On a side note, was it Ford or Dodge that has the truck that you can actually hook up a trailer (the sort a semi pulls) to it as a production model?


----------



## Mastodon (Feb 9, 2008)

Kevan said:


> I was referring to the Hummer line.
> Sorry for any confusion.
> 
> H2's and H3's are made for off-roading like Jessica Simpson is made for NASA.
> ...



Ah okay, my mistake.


----------



## Lucky Seven (Feb 9, 2008)

I have seen 650s hauling stuff before...


----------



## Variant (Feb 10, 2008)

Lucky Seven said:


> I have seen 650s hauling stuff before...



Yeah, but this one is spec'd out four hauling thousands of gallons of _*DOUCHE*_!!!


----------



## JPMDan (Feb 10, 2008)

Looks like a Dodge Ram with a bad case of the shits.


----------



## msherman (Feb 10, 2008)

There is a pickup version on the Bay.


eBay Motors: Ford : Other Pickups (item 160207132004 end time Feb-14-08 09:44:46 PST)


----------



## Groff (Feb 11, 2008)

IIRC Shaq has one of these. And it's pimptastic.


----------



## sakeido (Feb 11, 2008)

cadenhead said:


> [action=cadenhead]fails at multitasking.[/action]
> 
> On a side note, was it Ford or Dodge that has the truck that you can actually hook up a trailer (the sort a semi pulls) to it as a production model?



The F450 can haul a LOT but still not a semi-style trailer. But it is peerless among relatively normal sized pickups.

Written instruction A: Name every poster whose name heads a post in the truck thread.

Records for this task:
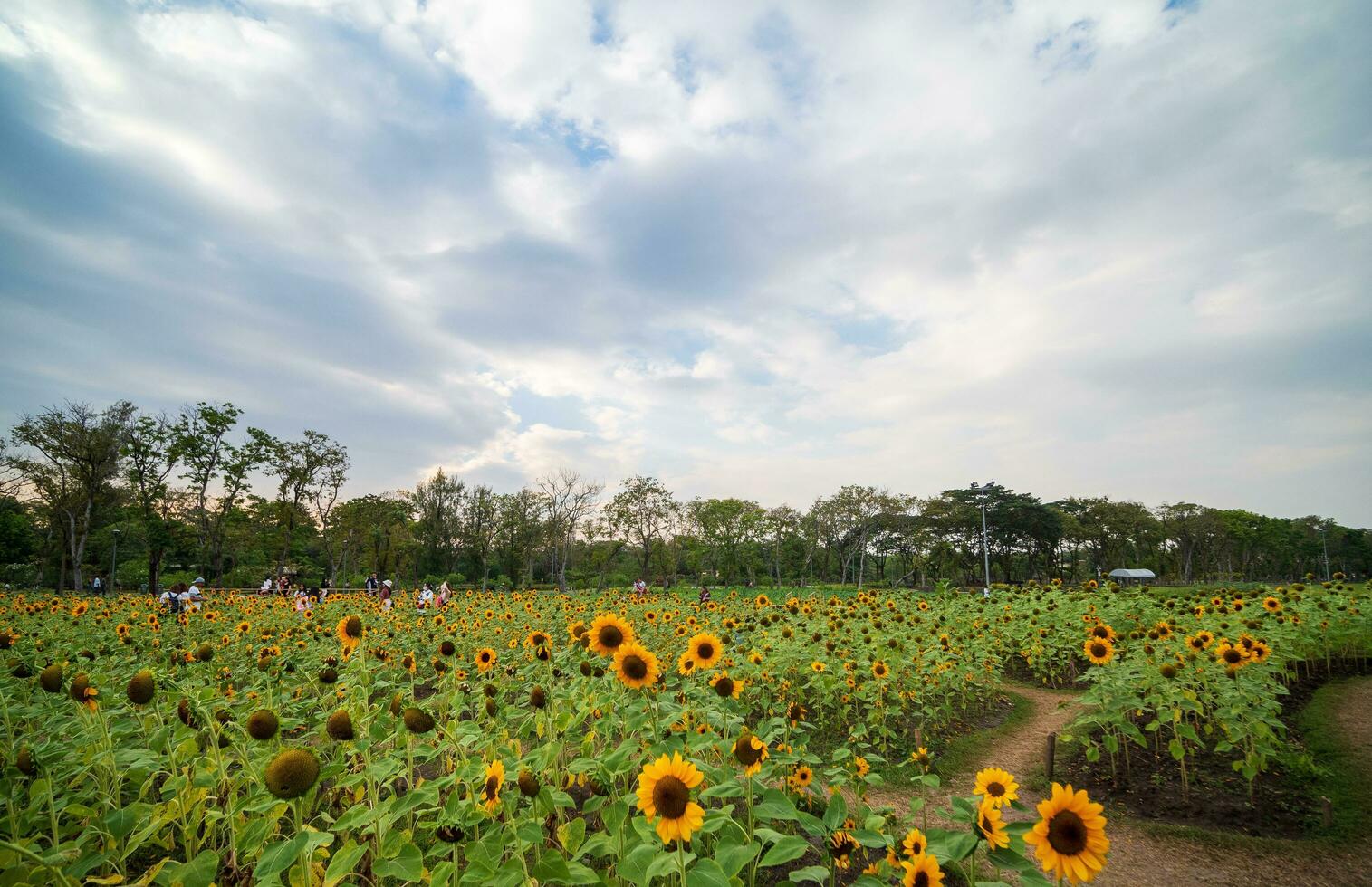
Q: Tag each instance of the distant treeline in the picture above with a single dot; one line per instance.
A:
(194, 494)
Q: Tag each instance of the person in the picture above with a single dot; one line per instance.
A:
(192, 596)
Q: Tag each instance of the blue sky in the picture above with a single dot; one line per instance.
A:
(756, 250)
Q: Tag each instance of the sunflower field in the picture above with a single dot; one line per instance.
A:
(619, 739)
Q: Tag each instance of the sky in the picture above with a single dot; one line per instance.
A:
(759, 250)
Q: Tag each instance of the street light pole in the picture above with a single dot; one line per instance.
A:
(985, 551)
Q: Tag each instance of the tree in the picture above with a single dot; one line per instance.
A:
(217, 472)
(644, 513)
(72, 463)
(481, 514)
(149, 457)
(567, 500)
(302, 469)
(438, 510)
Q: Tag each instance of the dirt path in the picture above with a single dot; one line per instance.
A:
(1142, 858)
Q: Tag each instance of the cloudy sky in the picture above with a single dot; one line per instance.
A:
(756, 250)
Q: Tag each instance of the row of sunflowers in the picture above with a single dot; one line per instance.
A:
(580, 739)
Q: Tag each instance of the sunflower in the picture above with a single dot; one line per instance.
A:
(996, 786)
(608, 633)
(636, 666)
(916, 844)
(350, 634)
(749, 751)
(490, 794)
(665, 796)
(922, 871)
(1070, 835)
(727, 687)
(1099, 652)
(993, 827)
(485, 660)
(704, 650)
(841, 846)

Written instruction B: Render the lines of the listing as a numbered list, starting at the line that contains "Q: Tag each instance of the person" and ending at the line that contains "(1142, 858)". Leave out blank lines.

Right answer A:
Mastodon
Lucky Seven
Variant
JPMDan
msherman
Groff
sakeido

Right answer B:
1. Q: Tag each instance of the person in the picture above with a single dot; one line per instance.
2. A:
3. (192, 596)
4. Q: Tag each instance of the blue sky in the picture above with a single dot; one line per instance.
5. A:
6. (756, 250)
7. Q: Tag each instance of the sunflower field in the picture above with a single dot; one line per instance.
8. A:
9. (619, 739)
10. Q: Tag each instance of the sky in the picture above with a single dot; one line per instance.
11. A:
12. (759, 250)
13. Q: Tag each instance of the street light pole in the picture above with a single dot; one line per instance.
14. A:
15. (985, 551)
16. Q: Tag each instance of the tree in the picture above with a single dot; one line per instance.
17. A:
18. (217, 472)
19. (644, 513)
20. (72, 463)
21. (481, 514)
22. (149, 457)
23. (567, 500)
24. (302, 469)
25. (438, 510)
26. Q: Tag each instance of the dirt path in the picture above with a single dot; one line per instance.
27. A:
28. (1142, 858)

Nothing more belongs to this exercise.